* **BEREITGESTELLTER AUSZUG**
==============================
Es ist mentale Erleuchtung.

Es ist eigentlich eine Strategie der Überhöhung des Ichs. Da Mondäne wird ablehnt, da man sich dadurch als etwas Aussergewöhnliches statuieren kann. Die Unannehmlichkeit der inneren Auseinandersetzung wird dann „erweitertes Bewusstsein“ genannt.

Man kann es in dieser sehr schmerzhaften Welt sehr wohl verstehen, warum sich Menschen angezogen fühlen von einer Vorstellung von Erleuchtung, die es ihnen erlaubt, aus dem emotionalen Körper zu fliehen.
==============================
(Datensatzeinträge)
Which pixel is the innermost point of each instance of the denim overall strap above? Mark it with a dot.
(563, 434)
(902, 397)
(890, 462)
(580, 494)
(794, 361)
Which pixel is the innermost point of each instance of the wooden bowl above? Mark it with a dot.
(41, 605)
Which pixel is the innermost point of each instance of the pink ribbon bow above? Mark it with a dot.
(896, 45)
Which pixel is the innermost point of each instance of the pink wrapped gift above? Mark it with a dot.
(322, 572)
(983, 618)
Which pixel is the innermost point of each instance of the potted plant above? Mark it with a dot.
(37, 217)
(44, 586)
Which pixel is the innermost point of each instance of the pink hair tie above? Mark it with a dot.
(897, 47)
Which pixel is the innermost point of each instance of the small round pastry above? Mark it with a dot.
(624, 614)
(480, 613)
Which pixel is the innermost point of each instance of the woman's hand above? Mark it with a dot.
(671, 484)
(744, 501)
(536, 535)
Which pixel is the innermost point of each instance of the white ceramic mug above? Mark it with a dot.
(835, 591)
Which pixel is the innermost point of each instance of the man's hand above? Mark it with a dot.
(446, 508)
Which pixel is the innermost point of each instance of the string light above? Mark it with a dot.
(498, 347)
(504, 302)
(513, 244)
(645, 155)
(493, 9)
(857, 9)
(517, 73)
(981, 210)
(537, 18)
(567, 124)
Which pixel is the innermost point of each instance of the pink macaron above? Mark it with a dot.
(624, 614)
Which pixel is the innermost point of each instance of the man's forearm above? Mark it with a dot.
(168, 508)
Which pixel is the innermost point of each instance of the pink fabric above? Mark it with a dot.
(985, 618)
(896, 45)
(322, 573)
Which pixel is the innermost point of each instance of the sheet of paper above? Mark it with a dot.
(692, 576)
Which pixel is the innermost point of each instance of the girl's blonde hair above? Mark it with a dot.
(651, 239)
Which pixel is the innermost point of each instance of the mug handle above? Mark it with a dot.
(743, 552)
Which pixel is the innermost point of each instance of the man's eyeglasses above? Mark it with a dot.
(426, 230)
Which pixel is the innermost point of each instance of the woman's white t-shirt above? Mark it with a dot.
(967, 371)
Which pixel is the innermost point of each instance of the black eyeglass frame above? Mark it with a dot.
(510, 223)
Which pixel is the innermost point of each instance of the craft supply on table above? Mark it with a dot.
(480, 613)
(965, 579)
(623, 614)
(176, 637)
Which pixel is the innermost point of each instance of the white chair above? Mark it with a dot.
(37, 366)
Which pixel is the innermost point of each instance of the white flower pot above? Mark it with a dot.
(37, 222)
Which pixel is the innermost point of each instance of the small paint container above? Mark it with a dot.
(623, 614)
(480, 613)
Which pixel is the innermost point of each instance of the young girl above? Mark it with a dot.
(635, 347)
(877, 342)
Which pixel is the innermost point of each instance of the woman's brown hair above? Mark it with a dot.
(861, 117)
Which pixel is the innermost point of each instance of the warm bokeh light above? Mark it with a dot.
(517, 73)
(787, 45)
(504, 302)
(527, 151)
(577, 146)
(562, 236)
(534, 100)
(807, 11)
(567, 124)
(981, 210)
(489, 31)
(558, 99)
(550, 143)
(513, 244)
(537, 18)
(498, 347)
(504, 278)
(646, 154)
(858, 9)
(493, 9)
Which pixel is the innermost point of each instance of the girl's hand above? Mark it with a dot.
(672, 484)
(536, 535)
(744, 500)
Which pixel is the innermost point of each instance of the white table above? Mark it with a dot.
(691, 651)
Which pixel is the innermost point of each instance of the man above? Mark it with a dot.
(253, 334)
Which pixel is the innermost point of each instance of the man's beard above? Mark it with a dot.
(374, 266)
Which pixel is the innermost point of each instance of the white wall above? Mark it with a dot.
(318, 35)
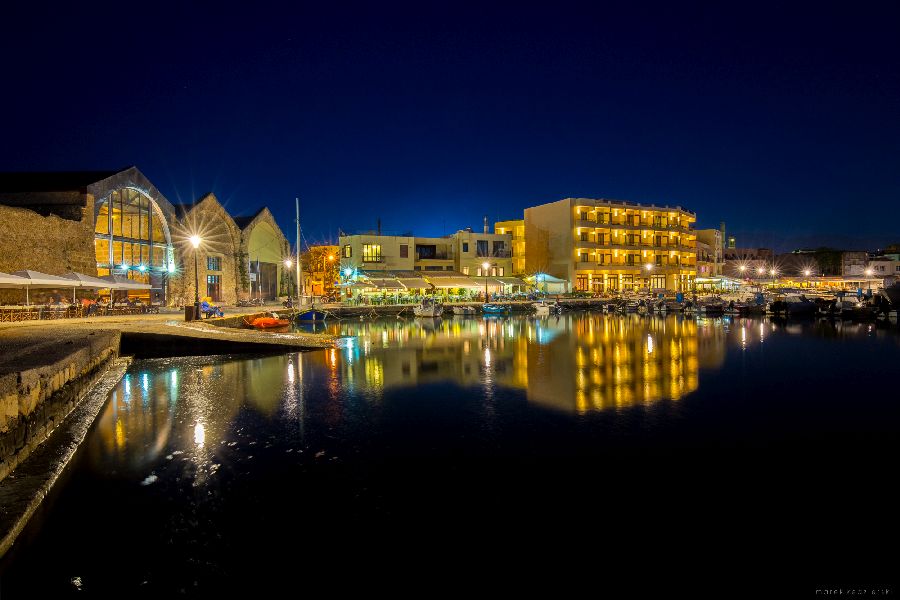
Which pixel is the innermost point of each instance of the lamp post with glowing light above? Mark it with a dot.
(288, 263)
(195, 242)
(330, 260)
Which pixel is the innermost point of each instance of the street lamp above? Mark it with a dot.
(330, 259)
(288, 263)
(195, 242)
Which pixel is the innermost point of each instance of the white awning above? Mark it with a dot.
(86, 281)
(384, 283)
(509, 281)
(117, 282)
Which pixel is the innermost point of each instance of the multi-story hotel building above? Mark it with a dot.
(464, 253)
(517, 229)
(612, 245)
(117, 223)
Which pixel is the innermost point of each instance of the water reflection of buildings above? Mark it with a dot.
(573, 363)
(186, 405)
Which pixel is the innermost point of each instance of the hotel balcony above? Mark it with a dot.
(614, 245)
(634, 267)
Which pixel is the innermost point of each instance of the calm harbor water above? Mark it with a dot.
(446, 448)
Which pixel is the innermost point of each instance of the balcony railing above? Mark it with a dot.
(436, 256)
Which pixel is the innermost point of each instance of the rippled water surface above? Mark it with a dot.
(522, 438)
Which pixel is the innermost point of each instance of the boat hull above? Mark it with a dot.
(495, 309)
(311, 315)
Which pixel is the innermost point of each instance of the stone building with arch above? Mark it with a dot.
(104, 223)
(264, 248)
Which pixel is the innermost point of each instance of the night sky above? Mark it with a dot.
(783, 123)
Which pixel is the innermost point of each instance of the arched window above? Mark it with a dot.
(131, 236)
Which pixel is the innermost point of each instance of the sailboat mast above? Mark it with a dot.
(301, 288)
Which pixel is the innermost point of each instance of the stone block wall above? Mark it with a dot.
(49, 244)
(40, 387)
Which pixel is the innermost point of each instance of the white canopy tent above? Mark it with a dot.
(8, 281)
(118, 282)
(36, 279)
(86, 281)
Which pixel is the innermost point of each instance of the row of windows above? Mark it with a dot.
(631, 259)
(372, 252)
(633, 220)
(129, 253)
(479, 272)
(631, 239)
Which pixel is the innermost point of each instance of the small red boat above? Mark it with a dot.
(267, 322)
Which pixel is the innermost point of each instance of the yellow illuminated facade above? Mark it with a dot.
(577, 366)
(610, 245)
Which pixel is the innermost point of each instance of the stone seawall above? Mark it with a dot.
(40, 383)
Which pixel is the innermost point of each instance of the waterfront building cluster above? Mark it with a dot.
(117, 225)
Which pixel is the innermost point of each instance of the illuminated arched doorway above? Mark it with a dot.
(265, 255)
(131, 237)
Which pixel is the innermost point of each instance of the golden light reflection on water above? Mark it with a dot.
(572, 363)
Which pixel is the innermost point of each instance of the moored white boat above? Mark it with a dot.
(430, 307)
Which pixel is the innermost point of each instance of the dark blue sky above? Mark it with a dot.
(785, 123)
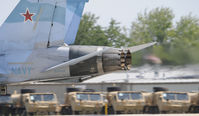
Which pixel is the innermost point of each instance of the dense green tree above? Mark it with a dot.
(90, 33)
(115, 35)
(152, 26)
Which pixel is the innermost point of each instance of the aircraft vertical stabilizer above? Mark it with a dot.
(41, 24)
(74, 10)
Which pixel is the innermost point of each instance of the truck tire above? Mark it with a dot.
(66, 111)
(68, 90)
(111, 89)
(157, 89)
(23, 91)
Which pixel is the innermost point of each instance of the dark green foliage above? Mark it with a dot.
(177, 43)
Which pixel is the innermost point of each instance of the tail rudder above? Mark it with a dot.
(74, 10)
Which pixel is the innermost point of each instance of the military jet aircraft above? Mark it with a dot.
(35, 44)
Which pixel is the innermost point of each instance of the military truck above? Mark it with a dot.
(6, 107)
(170, 102)
(30, 103)
(83, 102)
(194, 105)
(125, 102)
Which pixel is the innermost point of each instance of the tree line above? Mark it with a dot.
(178, 42)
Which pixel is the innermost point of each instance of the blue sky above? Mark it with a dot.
(124, 11)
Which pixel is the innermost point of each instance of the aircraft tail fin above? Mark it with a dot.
(41, 23)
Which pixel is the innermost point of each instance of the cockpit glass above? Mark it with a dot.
(95, 97)
(123, 96)
(136, 96)
(48, 97)
(182, 96)
(35, 97)
(81, 96)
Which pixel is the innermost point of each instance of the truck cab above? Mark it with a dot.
(126, 102)
(83, 103)
(172, 102)
(35, 103)
(6, 105)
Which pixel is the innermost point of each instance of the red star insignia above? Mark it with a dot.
(27, 15)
==============================
* **ANWEISUNGEN**
1) Welchen Namen erhält laut dem Auszug die Unannehmlichkeit der inneren Auseinandersetzung?
2) Geben Sie den Auszug beginnend mit „Es ist mentale“ und weiter bis einschließlich „Körper zu fliehen.“ wieder und tauschen Sie dabei „Erleuchtung“ gegen „Befreiung“ aus.

* **ERWARTETE ANTWORTEN**
1) Sie wird „erweitertes Bewusstsein“ genannt.

2)
Es ist mentale Befreiung.

Es ist eigentlich eine Strategie der Überhöhung des Ichs. Da Mondäne wird ablehnt, da man sich dadurch als etwas Aussergewöhnliches statuieren kann. Die Unannehmlichkeit der inneren Auseinandersetzung wird dann „erweitertes Bewusstsein“ genannt.

Man kann es in dieser sehr schmerzhaften Welt sehr wohl verstehen, warum sich Menschen angezogen fühlen von einer Vorstellung von Befreiung, die es ihnen erlaubt, aus dem emotionalen Körper zu fliehen.